(Position identification rows)
%%

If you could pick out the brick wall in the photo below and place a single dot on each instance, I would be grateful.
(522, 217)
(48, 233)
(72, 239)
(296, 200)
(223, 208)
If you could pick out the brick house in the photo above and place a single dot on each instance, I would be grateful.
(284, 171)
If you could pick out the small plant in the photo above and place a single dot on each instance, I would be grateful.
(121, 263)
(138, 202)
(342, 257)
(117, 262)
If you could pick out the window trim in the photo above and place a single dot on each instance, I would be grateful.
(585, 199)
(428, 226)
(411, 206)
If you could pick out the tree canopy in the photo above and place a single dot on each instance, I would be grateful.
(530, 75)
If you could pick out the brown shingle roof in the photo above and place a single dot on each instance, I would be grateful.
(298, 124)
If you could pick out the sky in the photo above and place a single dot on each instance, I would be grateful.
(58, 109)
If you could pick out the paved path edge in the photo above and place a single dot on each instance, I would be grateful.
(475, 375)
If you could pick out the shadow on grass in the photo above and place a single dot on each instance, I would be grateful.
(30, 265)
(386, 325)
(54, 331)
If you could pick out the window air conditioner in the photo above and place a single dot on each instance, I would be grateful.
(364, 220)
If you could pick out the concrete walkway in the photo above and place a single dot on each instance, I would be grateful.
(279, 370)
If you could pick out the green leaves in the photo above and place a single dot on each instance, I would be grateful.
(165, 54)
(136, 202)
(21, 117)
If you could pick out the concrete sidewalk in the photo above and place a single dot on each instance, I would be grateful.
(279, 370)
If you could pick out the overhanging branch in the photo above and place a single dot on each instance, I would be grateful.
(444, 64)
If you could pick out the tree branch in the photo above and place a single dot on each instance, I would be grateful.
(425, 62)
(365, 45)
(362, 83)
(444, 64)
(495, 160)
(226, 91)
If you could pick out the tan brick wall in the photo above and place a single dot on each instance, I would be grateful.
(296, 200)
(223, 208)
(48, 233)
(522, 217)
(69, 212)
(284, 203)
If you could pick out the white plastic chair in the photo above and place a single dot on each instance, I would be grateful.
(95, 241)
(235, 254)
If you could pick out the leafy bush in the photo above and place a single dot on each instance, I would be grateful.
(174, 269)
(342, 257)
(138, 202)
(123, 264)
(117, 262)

%%

INSTRUCTIONS FOR THE TASK:
Convert every line of the rows above into a Markdown table with the columns "No." and "Row text," numbering the lines in order and omitting blank lines.

FULL SOLUTION:
| No. | Row text |
|---|---|
| 1 | If you could pick out the brick wall in the photo below and place a single dot on each instance, I would be grateful. |
| 2 | (522, 217) |
| 3 | (48, 233) |
| 4 | (72, 239) |
| 5 | (296, 200) |
| 6 | (223, 208) |
| 7 | If you could pick out the brick house in the photo above and place a single dot on each instance, I would be grateful. |
| 8 | (284, 171) |
| 9 | If you could pick out the small plant in the photo above and place a single dot on each instance, I would be grateful. |
| 10 | (121, 263) |
| 11 | (138, 202) |
| 12 | (342, 257) |
| 13 | (117, 262) |
| 14 | If you could pick out the window trim in the photo above and place a single dot on each instance, I would be grateful. |
| 15 | (585, 199) |
| 16 | (428, 226) |
| 17 | (411, 206) |
| 18 | If you could pick out the tree canopy in the photo above and place a single dot on each instance, I would be grateful. |
| 19 | (530, 75) |
| 20 | If you could pick out the brown shingle roof in the photo above and place a single dot on each instance, I would be grateful. |
| 21 | (298, 124) |
| 22 | If you could pick out the sky in the photo above and place a single dot on each instance, I would be grateful. |
| 23 | (58, 109) |
| 24 | If you could pick out the paved path edge in the photo above and place a single dot on each instance, I would be grateful. |
| 25 | (475, 375) |
| 26 | If you could pick out the shadow on grass in the photo above and place a single dot on each instance, I would be grateful. |
| 27 | (30, 265) |
| 28 | (386, 325) |
| 29 | (54, 331) |
| 30 | If you could pick out the window air conditioner in the photo above and place a single dot on each instance, I would be grateful. |
| 31 | (364, 220) |
| 32 | If you could pick out the concrete walkway in the photo above and place a single dot on each instance, I would be grateful. |
| 33 | (279, 370) |
| 34 | If you could pick out the green leaves in the photo above and place a single dot on each instance, I would be grateful. |
| 35 | (165, 54) |
| 36 | (136, 202) |
| 37 | (21, 117) |
| 38 | If you could pick out the concrete sidewalk in the photo above and place a single dot on each instance, I would be grateful. |
| 39 | (279, 370) |
| 40 | If you could pick out the overhanging branch in the photo above and place a single dot on each instance, I would be grateful. |
| 41 | (444, 64) |
| 42 | If you could pick out the tree branch in the photo above and place a single dot on each instance, I would be grateful. |
| 43 | (425, 62) |
| 44 | (365, 45) |
| 45 | (362, 83) |
| 46 | (444, 64) |
| 47 | (495, 160) |
| 48 | (226, 91) |
| 49 | If you could pick out the tan brick wall in the photo above and place a single dot on each instance, I would be grateful. |
| 50 | (296, 200) |
| 51 | (223, 208) |
| 52 | (48, 233) |
| 53 | (522, 217) |
| 54 | (69, 212) |
| 55 | (284, 203) |
| 56 | If you could pick out the white plastic chair in the photo above and place a single dot on each instance, I would be grateful. |
| 57 | (95, 241) |
| 58 | (235, 254) |
| 59 | If you could pick out the leafy bush in the photo above and place a single dot on each instance, I would be grateful. |
| 60 | (174, 269) |
| 61 | (342, 257) |
| 62 | (138, 202) |
| 63 | (123, 264) |
| 64 | (117, 262) |